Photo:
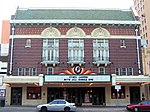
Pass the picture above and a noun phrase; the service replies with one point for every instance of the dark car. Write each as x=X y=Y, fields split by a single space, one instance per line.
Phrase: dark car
x=57 y=105
x=142 y=106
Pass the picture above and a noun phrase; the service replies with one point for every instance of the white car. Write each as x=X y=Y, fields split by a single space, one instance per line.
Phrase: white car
x=57 y=105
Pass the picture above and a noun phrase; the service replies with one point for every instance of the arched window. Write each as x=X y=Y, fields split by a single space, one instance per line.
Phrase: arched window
x=28 y=43
x=50 y=32
x=100 y=32
x=75 y=32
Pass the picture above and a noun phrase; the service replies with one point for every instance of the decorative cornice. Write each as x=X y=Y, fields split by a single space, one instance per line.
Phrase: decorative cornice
x=107 y=22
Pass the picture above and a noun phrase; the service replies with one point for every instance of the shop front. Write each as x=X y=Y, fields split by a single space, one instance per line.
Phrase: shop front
x=85 y=89
x=79 y=96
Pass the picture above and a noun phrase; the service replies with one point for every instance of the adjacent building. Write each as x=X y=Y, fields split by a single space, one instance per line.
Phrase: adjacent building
x=4 y=48
x=86 y=56
x=142 y=7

Short problem. Can you print the listing above word for word, starting at the line that contains "of the decorative" and stopping after its last line?

Final answer.
Pass the picture above and a noun phrase; the service replies with one point for every instance of the decorative cornice. Write each as x=X y=Y, fields split by a single space, one instance per line.
Phrase: decorative cornice
x=107 y=22
Pass the picture above and a noun phrase; the service replies with one point for every instance of the shop front. Write each as x=X y=Y, fields split by a single space, one instance per line.
Phrase: shop front
x=85 y=89
x=79 y=96
Pass the picture above and a noun phrase; the service replies with one point for every instance of the adjacent building. Write each as x=X y=Y, fields split by a single space, one instance per line.
Phrase: adjacent building
x=4 y=48
x=86 y=56
x=142 y=7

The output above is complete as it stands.